:: What this task involves ::
The reply should contain every entry below exactly as written, with no images.

▬▬▬▬▬▬▬▬▬▬

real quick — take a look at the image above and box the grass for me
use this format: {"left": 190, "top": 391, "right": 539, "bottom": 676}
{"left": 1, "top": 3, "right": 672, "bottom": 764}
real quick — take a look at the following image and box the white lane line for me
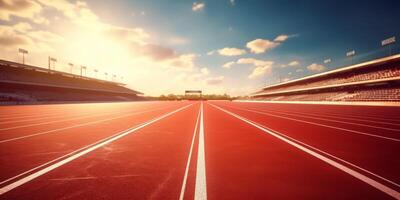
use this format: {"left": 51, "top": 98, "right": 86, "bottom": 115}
{"left": 224, "top": 105, "right": 400, "bottom": 142}
{"left": 0, "top": 113, "right": 65, "bottom": 122}
{"left": 263, "top": 109, "right": 400, "bottom": 126}
{"left": 263, "top": 109, "right": 400, "bottom": 132}
{"left": 0, "top": 109, "right": 139, "bottom": 131}
{"left": 211, "top": 104, "right": 400, "bottom": 200}
{"left": 179, "top": 104, "right": 201, "bottom": 200}
{"left": 0, "top": 105, "right": 174, "bottom": 143}
{"left": 194, "top": 102, "right": 207, "bottom": 200}
{"left": 0, "top": 104, "right": 192, "bottom": 195}
{"left": 234, "top": 101, "right": 400, "bottom": 123}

▬▬▬▬▬▬▬▬▬▬

:: Output ::
real quick — take a look at the image above and box the grass for me
use this format: {"left": 190, "top": 391, "right": 539, "bottom": 676}
{"left": 1, "top": 3, "right": 672, "bottom": 764}
real quick — take a look at the following image and box the white lane line for me
use this format: {"left": 51, "top": 98, "right": 86, "bottom": 115}
{"left": 224, "top": 105, "right": 400, "bottom": 142}
{"left": 0, "top": 113, "right": 65, "bottom": 122}
{"left": 263, "top": 109, "right": 400, "bottom": 126}
{"left": 263, "top": 109, "right": 400, "bottom": 132}
{"left": 0, "top": 109, "right": 139, "bottom": 131}
{"left": 211, "top": 104, "right": 400, "bottom": 200}
{"left": 179, "top": 104, "right": 201, "bottom": 200}
{"left": 0, "top": 105, "right": 174, "bottom": 143}
{"left": 194, "top": 102, "right": 207, "bottom": 200}
{"left": 0, "top": 104, "right": 192, "bottom": 195}
{"left": 234, "top": 101, "right": 400, "bottom": 123}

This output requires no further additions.